Task instructions
Reproduce word for word the stretch of the blog post below from "Not that the" through "movie. It's simple.".

Extract
The film hits the same basic beats as the original Rocky, with a few nice echoes of beats from other films in the franchise--notably Rocky III and Rocky IV... probably the others as well, but I have seen those two entries more times than the others, so I am more familiar, and can more readily recognize nods to those stories. If you do not know the premise, Adonis "Donnie" Creed nee Johnson (Michael B. Jordan), illegitimate son to the late Apollo Creed moves to Philadelphia to get Rocky (Sylvester Stallone, in an occasionally painful (in a good way) performance) to train him to fight legitimately--he's been fighting in backroom fights in Mexico and really, that's the heart of the story--Donnie looking for legitimacy and acceptance from a father he never knew, Rocky looking for family when he no longer has anyone. These men find their selves in (and around) the ring. The good thing--and I think I remember them already heading this direction in Rocky Balboa--is that Rocky no longer resides in a mansion, and Donnie quickly abandons his own (he has been raised for half his life by Apollo's wife (Phylicia Rashad)). The movie sets itself in the Philly of the original, in old gyms, in dingy apartments, in the streets. It mostly keeps itself honest to its story and you may get the sense that, like in the original, Donnie may actually lose his big fight in the third act.

I will not SPOIL it. Even though, like many a sports film, it would not be very much ruined by SPOILERS.

What interests me tonight is not the film itself but the...

I'm thinking about self. About my self. We're coming up on December next week and soon people will be making New Year's Resolutions. I don't make those, but I do make new week's resolutions, new day's resolutions. I make plans to change who I am for the better, and I usually just end up maintaining the man I've become lately. Take this morning, for instance. I woke up ready for the day, had some energy and didn't mind that my usual stop before my 8am classes--Starbucks--had no parking spaces, just drove on past, got on the freeway and headed for school. Figured--along the way--who needs caffeine anyway? New Day's Resolution: taking a break from caffeine. The quarter's almost over, then winter break, time to get some sleep and relax. But, I get to campus and walk past the Starbucks there and the line is short for a change, and soon as can be I'm drinking down some caffeine in my office and forgetting all about the new me.

Not that the current old me is all that bad.

And, I like the setup in this phase three of the blog, choosing movies as I go, choosing me as I go. I can watch Ex Machina for 1 2 3 4 5 6 days, or watch some old 80s movie that has not stood the test of time--I'm looking at you, Wisdom--or a new movie in the theater, and the thing is, I do not need to invent a theme and find movies that fit it. Every movie fits every theme. Every theme fits every movie. It's simple.

Data excerpt
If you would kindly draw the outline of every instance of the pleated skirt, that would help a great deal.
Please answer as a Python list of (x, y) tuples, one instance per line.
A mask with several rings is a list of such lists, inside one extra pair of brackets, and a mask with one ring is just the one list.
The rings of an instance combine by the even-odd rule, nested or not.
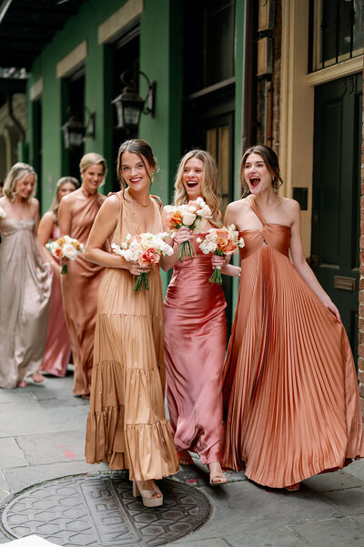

Exercise output
Not that the current old me is all that bad.

And, I like the setup in this phase three of the blog, choosing movies as I go, choosing me as I go. I can watch Ex Machina for 1 2 3 4 5 6 days, or watch some old 80s movie that has not stood the test of time--I'm looking at you, Wisdom--or a new movie in the theater, and the thing is, I do not need to invent a theme and find movies that fit it. Every movie fits every theme. Every theme fits every movie. It's simple.